What you will do:
Please reproduce the entries in full. Keep every character the same.

Data under study:
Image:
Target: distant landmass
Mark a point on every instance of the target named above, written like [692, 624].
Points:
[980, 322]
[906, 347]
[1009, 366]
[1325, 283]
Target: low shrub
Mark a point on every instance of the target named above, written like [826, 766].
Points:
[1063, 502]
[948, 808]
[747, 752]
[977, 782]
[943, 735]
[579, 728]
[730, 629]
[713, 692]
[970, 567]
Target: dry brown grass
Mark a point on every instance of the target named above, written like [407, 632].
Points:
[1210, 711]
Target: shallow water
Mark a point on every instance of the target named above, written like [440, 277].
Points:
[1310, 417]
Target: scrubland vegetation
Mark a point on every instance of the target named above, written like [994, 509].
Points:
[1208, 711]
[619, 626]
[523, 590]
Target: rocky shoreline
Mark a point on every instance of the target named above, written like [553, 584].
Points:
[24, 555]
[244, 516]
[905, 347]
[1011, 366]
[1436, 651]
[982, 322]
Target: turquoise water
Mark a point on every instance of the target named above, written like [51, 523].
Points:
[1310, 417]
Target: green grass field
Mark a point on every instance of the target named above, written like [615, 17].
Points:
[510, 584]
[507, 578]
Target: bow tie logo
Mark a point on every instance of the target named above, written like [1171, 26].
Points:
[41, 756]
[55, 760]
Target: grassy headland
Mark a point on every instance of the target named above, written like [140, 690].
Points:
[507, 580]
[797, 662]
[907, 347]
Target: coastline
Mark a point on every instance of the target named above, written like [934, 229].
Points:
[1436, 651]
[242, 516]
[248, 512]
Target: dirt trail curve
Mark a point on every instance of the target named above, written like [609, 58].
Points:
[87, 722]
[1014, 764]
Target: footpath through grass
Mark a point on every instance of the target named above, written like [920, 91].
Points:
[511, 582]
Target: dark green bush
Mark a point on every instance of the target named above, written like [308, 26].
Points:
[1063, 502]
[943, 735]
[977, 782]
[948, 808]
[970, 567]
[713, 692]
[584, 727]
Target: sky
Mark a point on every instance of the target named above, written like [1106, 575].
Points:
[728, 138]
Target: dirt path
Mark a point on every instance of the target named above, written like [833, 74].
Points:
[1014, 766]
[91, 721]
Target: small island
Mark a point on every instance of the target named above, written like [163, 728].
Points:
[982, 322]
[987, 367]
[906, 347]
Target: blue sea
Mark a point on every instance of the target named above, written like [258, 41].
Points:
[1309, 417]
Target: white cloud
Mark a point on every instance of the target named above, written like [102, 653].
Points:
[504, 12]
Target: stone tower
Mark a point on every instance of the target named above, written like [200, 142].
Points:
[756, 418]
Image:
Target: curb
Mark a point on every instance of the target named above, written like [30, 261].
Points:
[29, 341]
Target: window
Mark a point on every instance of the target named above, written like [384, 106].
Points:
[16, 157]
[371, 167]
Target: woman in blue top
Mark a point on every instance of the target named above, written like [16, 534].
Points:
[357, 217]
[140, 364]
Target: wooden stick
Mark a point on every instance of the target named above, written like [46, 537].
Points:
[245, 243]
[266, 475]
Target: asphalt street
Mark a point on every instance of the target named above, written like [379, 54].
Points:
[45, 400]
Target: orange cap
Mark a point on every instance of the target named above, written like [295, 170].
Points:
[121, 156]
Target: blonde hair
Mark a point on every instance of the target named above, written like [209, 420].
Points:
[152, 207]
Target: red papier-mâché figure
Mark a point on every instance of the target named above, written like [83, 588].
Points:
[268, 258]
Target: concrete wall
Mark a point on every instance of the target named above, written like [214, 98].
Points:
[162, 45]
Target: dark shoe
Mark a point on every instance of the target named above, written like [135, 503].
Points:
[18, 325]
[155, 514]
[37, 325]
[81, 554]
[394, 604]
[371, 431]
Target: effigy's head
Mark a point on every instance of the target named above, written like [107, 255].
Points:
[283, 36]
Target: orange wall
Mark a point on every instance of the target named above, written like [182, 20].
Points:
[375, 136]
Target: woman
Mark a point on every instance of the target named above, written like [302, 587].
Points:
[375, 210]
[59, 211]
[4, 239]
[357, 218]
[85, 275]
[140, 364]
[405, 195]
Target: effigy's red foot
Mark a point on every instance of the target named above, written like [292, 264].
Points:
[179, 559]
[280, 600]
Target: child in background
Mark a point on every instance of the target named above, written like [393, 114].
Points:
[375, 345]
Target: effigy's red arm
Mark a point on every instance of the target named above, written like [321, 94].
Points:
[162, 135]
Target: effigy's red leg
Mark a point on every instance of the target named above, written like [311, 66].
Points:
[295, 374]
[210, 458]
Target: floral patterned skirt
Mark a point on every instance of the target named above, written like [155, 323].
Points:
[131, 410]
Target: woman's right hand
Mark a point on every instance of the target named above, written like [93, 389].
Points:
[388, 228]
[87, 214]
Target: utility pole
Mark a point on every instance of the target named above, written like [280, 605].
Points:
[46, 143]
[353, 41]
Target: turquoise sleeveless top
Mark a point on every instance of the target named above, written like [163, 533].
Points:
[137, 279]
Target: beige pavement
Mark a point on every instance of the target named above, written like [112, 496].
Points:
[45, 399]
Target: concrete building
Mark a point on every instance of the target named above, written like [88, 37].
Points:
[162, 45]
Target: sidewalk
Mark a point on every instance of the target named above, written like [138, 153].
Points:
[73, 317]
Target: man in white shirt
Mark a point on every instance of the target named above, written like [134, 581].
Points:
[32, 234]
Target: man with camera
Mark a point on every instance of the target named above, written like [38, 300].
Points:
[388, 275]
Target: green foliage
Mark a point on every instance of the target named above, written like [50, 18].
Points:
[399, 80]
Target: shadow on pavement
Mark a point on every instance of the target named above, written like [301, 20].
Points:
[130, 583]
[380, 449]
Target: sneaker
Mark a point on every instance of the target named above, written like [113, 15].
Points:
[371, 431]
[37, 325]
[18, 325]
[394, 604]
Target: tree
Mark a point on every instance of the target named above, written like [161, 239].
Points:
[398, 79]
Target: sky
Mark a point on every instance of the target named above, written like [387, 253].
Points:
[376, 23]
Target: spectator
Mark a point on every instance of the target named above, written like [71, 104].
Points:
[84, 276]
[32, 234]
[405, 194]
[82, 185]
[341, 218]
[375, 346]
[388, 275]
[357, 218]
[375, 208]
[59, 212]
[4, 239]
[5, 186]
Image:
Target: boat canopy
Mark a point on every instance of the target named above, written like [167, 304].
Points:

Exercise result:
Image:
Target: distant landmass
Mark a point on every instance of the target named above, written like [692, 624].
Points:
[980, 322]
[906, 347]
[1009, 366]
[1325, 283]
Target: low shrub
Mark a point on every instance of the target named above, written like [826, 766].
Points:
[1063, 502]
[948, 808]
[747, 752]
[977, 782]
[943, 735]
[579, 728]
[730, 629]
[713, 692]
[970, 567]
Target: dry brown grass
Mark a point on every instance of the target named above, written like [407, 632].
Points:
[1210, 711]
Target: shallow water
Mark a point on every instance of the target named above, written like [440, 277].
Points:
[1310, 417]
Target: scrubland vegetation
Mark a point on every instance of the target named above, written like [994, 509].
Points:
[1208, 711]
[619, 626]
[523, 590]
Target: rocky shoreline
Mark a point on every instance of the target named above, written like [553, 584].
Points:
[24, 555]
[244, 516]
[905, 347]
[1011, 366]
[1436, 651]
[982, 322]
Target: turquoise water
Mark a point on every instance of the target named above, written like [51, 523].
Points:
[1310, 417]
Target: green grass field
Mark a point on every instance of the target named above, written like [615, 17].
Points:
[510, 584]
[507, 578]
Target: bow tie logo
Mark a point on every instance of the target named above, written like [1171, 26].
Points:
[41, 756]
[55, 760]
Target: grassy headland
Mark a point on every instance of the target named above, written like [140, 690].
Points:
[507, 580]
[797, 662]
[907, 347]
Target: coastline
Mark a point on every instance of the target named above, written like [934, 229].
Points:
[1436, 651]
[242, 516]
[248, 512]
Target: dirt trail curve
Mark a point on every instance of the target named above, written like [609, 58].
Points:
[87, 722]
[1014, 764]
Target: footpath through grass
Mark a point on every instance of the target named above, written like [920, 91].
Points:
[511, 582]
Target: dark green bush
Mark a point on every instance of the target named above, written like [308, 26].
Points:
[1063, 502]
[943, 735]
[977, 782]
[948, 808]
[970, 567]
[713, 692]
[584, 727]
Target: sky
Mark a point on every instance of the target named above, written like [1106, 575].
Points:
[728, 138]
Target: dirt path
Mark a point on every instance of the target named above, written like [833, 74].
Points:
[1014, 766]
[91, 721]
Target: small island
Mark a point on every instance of the target named above, written like [163, 728].
Points:
[982, 322]
[987, 367]
[906, 347]
Target: blue sea
Mark a point on every instance of the target named above, written like [258, 41].
Points:
[1309, 417]
Target: white cloud
Mark a point on every instance of the target named above, written like [102, 653].
Points:
[504, 12]
Target: stone tower
Mark a point on every instance of the target named above, written like [200, 142].
Points:
[756, 418]
Image:
Target: curb
Mark a point on every instance of the target named above, written like [30, 261].
Points:
[29, 341]
Target: window
Mark a point on every instance of the target named above, written like [384, 106].
Points:
[16, 157]
[371, 167]
Target: woman in blue top
Mark a point on every instance of the target named above, written like [16, 534].
Points:
[357, 217]
[140, 364]
Target: wooden stick
Mark a point on every instance of the target named above, written like [46, 537].
Points:
[245, 243]
[266, 475]
Target: asphalt street
Mark a point on every instance of the target named above, written like [379, 54].
Points:
[45, 400]
Target: orange cap
Mark a point on every instance of the target named above, written like [295, 170].
Points:
[121, 156]
Target: blonde hair
Mark a point on every instance of the target named above, written like [209, 420].
Points:
[152, 207]
Target: red papier-mâché figure
Mark a point on every instance of the target named above, written like [83, 588].
Points:
[268, 258]
Target: concrete wall
Mark a point on every instance of the target named above, written like [214, 98].
Points:
[162, 45]
Target: dark shoe
Mark a point on every instance of the target named above, written like [135, 503].
Points:
[18, 325]
[155, 514]
[37, 325]
[81, 554]
[394, 604]
[371, 431]
Target: effigy's head
Mark a point on every instance of the target named above, written like [107, 255].
Points:
[283, 36]
Target: orange wall
Mark a point on every instance of the target named above, written like [182, 20].
Points:
[375, 136]
Target: woman
Mark a point on every instance of the target named above, written like [302, 587].
Points:
[375, 210]
[59, 211]
[4, 239]
[357, 218]
[85, 275]
[140, 364]
[405, 195]
Target: effigy's red foot
Mark a point on every instance of the target named above, written like [292, 264].
Points:
[179, 559]
[280, 600]
Target: child in background
Mark a point on every instance of the target named above, written like [393, 114].
Points:
[375, 345]
Target: effigy's red arm
Mark a point on every instance of the target named above, written like [321, 94].
Points:
[162, 135]
Target: effigy's red leg
Mark a point on every instance of the target named above, written like [311, 66].
Points:
[295, 374]
[210, 458]
Target: floral patterned skirt
Mark a point on every instance of the target named above, written like [155, 323].
Points:
[131, 410]
Target: woman's right hand
Mark a point on every instance of the target named above, written like [93, 389].
Points:
[388, 228]
[87, 214]
Target: utility pole
Mark a point on every instance of the target named above, written like [280, 605].
Points:
[46, 143]
[353, 41]
Target: turquoise sleeveless top
Mark a point on every instance of the target named above, written like [163, 533].
Points:
[137, 279]
Target: beige pavement
Mark a point on every instance of the target named above, written like [112, 496].
Points:
[45, 399]
Target: concrete building
Mark a point on every instance of the target named above, written like [88, 37].
Points:
[162, 45]
Target: sidewalk
Mark a point on every instance of the target named above, written like [138, 153].
Points:
[73, 317]
Target: man in white shirt
Mark a point on every instance of the target named above, written like [134, 581].
Points:
[32, 234]
Target: man with camera
Mark a point on every instance of the target named above, written like [38, 300].
Points:
[388, 275]
Target: green foliage
Mark a point on every instance of the target named above, written like [50, 18].
Points:
[399, 80]
Target: shadow on pavement
Mark a point on every instance of the target named above, written like [301, 20].
Points:
[130, 583]
[380, 449]
Target: sneaker
Mark a point on every instance of the target named above, written like [113, 15].
Points:
[371, 431]
[37, 325]
[18, 325]
[394, 604]
Target: tree
Mark a point on every instance of the target named above, written like [161, 239].
Points:
[398, 79]
Target: sky
Mark a point on every instance of the target named above, written like [387, 253].
Points:
[376, 23]
Target: spectator
Mark a point on every instance of the target named above, written like [71, 104].
Points:
[84, 276]
[32, 234]
[405, 194]
[82, 185]
[341, 218]
[375, 346]
[388, 275]
[357, 218]
[375, 208]
[59, 212]
[4, 239]
[5, 186]
Image:
Target: boat canopy
Mark a point on every instance of the target named above, written like [167, 304].
Points:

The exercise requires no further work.